[Excerpts of location labeling data]

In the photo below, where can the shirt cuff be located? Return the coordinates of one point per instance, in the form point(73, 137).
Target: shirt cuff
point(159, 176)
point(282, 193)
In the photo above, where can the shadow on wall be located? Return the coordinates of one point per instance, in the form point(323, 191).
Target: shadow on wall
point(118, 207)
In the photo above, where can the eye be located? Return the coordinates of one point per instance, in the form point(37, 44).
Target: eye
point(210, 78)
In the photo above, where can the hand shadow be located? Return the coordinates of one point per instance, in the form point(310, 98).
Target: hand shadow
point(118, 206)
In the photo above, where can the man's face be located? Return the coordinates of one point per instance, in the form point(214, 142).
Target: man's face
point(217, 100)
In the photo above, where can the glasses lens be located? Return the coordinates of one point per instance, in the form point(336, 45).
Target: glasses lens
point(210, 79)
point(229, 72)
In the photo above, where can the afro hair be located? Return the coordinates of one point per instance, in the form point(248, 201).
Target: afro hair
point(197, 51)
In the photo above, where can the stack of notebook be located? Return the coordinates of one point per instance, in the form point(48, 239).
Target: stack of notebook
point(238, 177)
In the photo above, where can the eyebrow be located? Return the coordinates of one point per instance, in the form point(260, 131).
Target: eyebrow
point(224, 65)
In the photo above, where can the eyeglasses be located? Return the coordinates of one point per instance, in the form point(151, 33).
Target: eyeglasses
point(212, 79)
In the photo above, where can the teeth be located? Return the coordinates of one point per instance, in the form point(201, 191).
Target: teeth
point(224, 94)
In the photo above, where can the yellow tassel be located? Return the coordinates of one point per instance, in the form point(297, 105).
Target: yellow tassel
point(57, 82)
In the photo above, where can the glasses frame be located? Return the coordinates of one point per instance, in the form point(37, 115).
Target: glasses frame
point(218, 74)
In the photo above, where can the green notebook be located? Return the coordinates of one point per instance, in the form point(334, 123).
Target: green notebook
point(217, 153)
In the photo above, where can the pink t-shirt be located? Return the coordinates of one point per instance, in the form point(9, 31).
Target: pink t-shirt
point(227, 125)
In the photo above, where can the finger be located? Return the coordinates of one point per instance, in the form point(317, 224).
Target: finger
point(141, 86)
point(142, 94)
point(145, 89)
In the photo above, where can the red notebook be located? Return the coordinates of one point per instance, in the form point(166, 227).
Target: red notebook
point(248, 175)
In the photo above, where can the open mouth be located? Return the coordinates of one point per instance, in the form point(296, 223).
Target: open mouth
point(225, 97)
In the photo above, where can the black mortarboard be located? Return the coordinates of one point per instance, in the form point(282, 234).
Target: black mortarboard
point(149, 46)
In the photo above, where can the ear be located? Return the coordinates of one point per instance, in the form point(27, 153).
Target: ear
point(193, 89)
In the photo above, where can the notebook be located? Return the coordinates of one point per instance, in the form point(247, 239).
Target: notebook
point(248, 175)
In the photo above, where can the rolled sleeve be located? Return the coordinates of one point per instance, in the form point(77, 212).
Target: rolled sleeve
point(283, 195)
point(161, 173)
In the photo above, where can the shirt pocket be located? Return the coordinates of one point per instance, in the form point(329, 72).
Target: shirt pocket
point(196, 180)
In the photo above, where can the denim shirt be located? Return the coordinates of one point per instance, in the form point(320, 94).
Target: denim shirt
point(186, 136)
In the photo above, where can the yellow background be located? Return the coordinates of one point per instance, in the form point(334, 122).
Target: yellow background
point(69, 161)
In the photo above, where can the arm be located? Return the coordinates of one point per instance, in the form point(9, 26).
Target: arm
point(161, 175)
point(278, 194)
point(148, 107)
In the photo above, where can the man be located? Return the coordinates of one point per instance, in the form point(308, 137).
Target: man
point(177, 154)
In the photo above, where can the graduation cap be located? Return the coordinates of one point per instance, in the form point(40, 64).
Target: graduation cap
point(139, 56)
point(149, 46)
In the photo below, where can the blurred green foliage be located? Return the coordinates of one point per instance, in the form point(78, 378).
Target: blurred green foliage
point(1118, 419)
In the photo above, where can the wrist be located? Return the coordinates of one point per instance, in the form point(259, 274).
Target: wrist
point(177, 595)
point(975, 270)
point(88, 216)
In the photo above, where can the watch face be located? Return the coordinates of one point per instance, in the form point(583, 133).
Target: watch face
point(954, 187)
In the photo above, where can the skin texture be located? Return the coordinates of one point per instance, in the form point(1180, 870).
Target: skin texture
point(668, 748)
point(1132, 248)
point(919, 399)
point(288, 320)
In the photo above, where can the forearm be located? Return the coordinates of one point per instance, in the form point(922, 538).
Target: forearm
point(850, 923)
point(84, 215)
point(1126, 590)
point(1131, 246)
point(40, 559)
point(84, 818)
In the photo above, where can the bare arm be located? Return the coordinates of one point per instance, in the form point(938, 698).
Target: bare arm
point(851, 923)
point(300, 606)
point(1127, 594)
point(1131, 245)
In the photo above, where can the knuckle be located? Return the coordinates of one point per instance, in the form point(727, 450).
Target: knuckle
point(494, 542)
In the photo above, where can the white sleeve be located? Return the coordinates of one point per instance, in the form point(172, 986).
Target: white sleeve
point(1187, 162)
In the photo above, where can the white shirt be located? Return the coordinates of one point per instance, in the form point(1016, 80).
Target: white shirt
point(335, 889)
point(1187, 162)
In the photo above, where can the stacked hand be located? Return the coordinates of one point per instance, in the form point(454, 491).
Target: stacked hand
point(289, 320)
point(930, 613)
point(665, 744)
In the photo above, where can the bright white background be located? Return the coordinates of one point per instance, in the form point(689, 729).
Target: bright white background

- **YOUR GOAL**: Update all of the rows above by replacing "Return the coordinates" with "Give the coordinates" wherever it occurs, and leave everything else unchanged.

- **RESULT FOR THIS TASK**:
In the photo below, where can the shirt cuff be located? Give the coordinates of one point per instance, in the form point(73, 137).
Target: shirt cuff
point(159, 176)
point(282, 193)
In the photo above, where can the shadow on wall be located? Give the coordinates of one point per instance, in the form point(323, 191).
Target: shadow on wall
point(118, 207)
In the photo above, where can the eye be located? Give the coordinates of one point per instance, in the form point(37, 44).
Target: eye
point(210, 78)
In the photo above, where can the hand shadow be located? Give the coordinates of one point per instance, in the form point(310, 98).
Target: hand shadow
point(118, 206)
In the photo above, where can the man's face be located? Give the coordinates of one point per instance, in the form point(214, 142).
Target: man's face
point(217, 100)
In the photo above, where can the glasses lens be located? Give the coordinates of one point per instance, in the form point(336, 45).
Target: glasses lens
point(210, 79)
point(229, 72)
In the photo above, where can the afro hair be located? Give the coordinates of one point per instance, in the form point(248, 201).
Target: afro hair
point(197, 51)
In the photo above, where can the stack of notebook be located? Give the coordinates of one point per instance, in the form point(48, 239).
Target: stack of notebook
point(238, 177)
In the photo above, where can the eyebrow be located? Give the coordinates of one point per instance, in the form point(260, 131).
Target: eyebrow
point(224, 65)
In the photo above, where can the eyeglasses be located? Give the coordinates of one point per instance, in the form point(151, 33).
Target: eyeglasses
point(212, 79)
In the photo above, where can the teeth be located? Give the coordinates of one point per instance, in the form point(201, 191).
Target: teeth
point(224, 94)
In the photo above, where can the yellow tassel be located? Give the coordinates of one point per instance, in the form point(297, 105).
Target: yellow tassel
point(57, 82)
In the photo above, where can the glasses frame be located? Give the coordinates of one point per instance, in the form point(37, 115).
Target: glasses frame
point(218, 74)
In the photo above, where can the green notebook be located? Give the coordinates of one point per instance, in the form point(334, 123).
Target: green notebook
point(217, 153)
In the photo above, where can the pink t-shirt be located? Give the coordinates of one point per instance, in the form point(9, 31).
Target: pink t-shirt
point(227, 125)
In the photo above, where can the finger be located? Give the coordinates of one point per instance, in the form point(317, 224).
Target: finger
point(141, 86)
point(142, 94)
point(145, 89)
In the photo above, where can the red notebook be located? Give the coordinates of one point per instance, in the form point(166, 227).
Target: red notebook
point(248, 175)
In the photo above, where can the open mouth be located? Give the coordinates of one point per instance, in the form point(296, 223).
Target: open mouth
point(225, 97)
In the photo above, where can the black mortarboard be located? Give the coordinates of one point per instance, in the form point(282, 234).
Target: black mortarboard
point(149, 46)
In the photo above, where can the ear be located? Give the coordinates of one point per instance, in the form point(27, 153).
Target: ear
point(193, 89)
In the photo above, where can the notebook be located? Give the coordinates of one point per instance, in the form point(247, 239).
Target: notebook
point(248, 175)
In the photo above, where can the rolled sleeve be located? Give the coordinates of one point per instance, in the form point(77, 212).
Target: rolled sleeve
point(283, 195)
point(161, 173)
In the photo above, where can the shirt pocket be located? Give the coordinates of one point per instance, in the form point(329, 72).
Target: shirt pocket
point(196, 180)
In the photo above, where can the denim shirt be located? Give the coordinates of one point per instance, in the form point(320, 94).
Target: denim shirt
point(186, 136)
In the photo above, where can the yellow background be located? Give the coordinates of one point per instance, in the form point(334, 122).
Target: yellow background
point(69, 161)
In the photo above, where can the arm be located? Give the coordinates of one point per instance, in the form point(9, 26).
Target: arm
point(161, 175)
point(278, 194)
point(148, 107)
In the photo above, where can the man be located? Give the coordinates of one point per instance, in the form point(308, 137).
Target: man
point(177, 154)
In the photo above, where can the graduation cap be located? Give the coordinates of one point per instance, in the form point(40, 64).
Target: graduation cap
point(139, 56)
point(149, 46)
In the photo below, where can the blurred green foliage be located? Give the coordinates of one point per instance, in the form point(78, 378).
Target: blurred green foliage
point(1118, 419)
In the photo above, where can the wrist be located? Give the coordinates of one point per instance, in the form point(259, 274).
Target: wrist
point(177, 595)
point(975, 270)
point(88, 216)
In the photo above, where can the watch face be located? Give the coordinates of one point per instance, in the form point(583, 133).
Target: watch face
point(954, 187)
In the photo above, where can the skin texture be located? Give the coordinates of one point per instance, in the form point(1180, 870).
Target: skin texture
point(668, 748)
point(1132, 248)
point(919, 399)
point(288, 320)
In the photo above, where can the forearm be located? Give the coordinates of one point per instance, in the form point(922, 538).
Target: forearm
point(850, 923)
point(84, 215)
point(1126, 590)
point(1131, 246)
point(40, 559)
point(84, 818)
In the photo above, where can the bare arm be located? Give the coordinates of one point per instance, in the form point(938, 698).
Target: bare arm
point(851, 923)
point(300, 606)
point(1127, 594)
point(1131, 245)
In the photo above, where can the knuckle be located? Give the coordinates of one point per instance, in the form point(727, 450).
Target: knuckle
point(494, 542)
In the photo above, where can the white sleeve be located? Give the coordinates of one point per instance, in the form point(172, 986).
Target: white sleeve
point(1187, 162)
In the photo above, where can the white shirt be located? Give the coordinates of one point per instance, in the form point(1016, 80).
Target: white shirt
point(335, 889)
point(1187, 162)
In the photo above, where can the stacked hand be located? Give the coordinates of one point per instance, in the form point(454, 491).
Target: stacked hand
point(289, 320)
point(930, 613)
point(665, 744)
In the photo above, where can the bright white background be located? Give the coordinates of one point per instance, in the form point(689, 729).
Target: bright white background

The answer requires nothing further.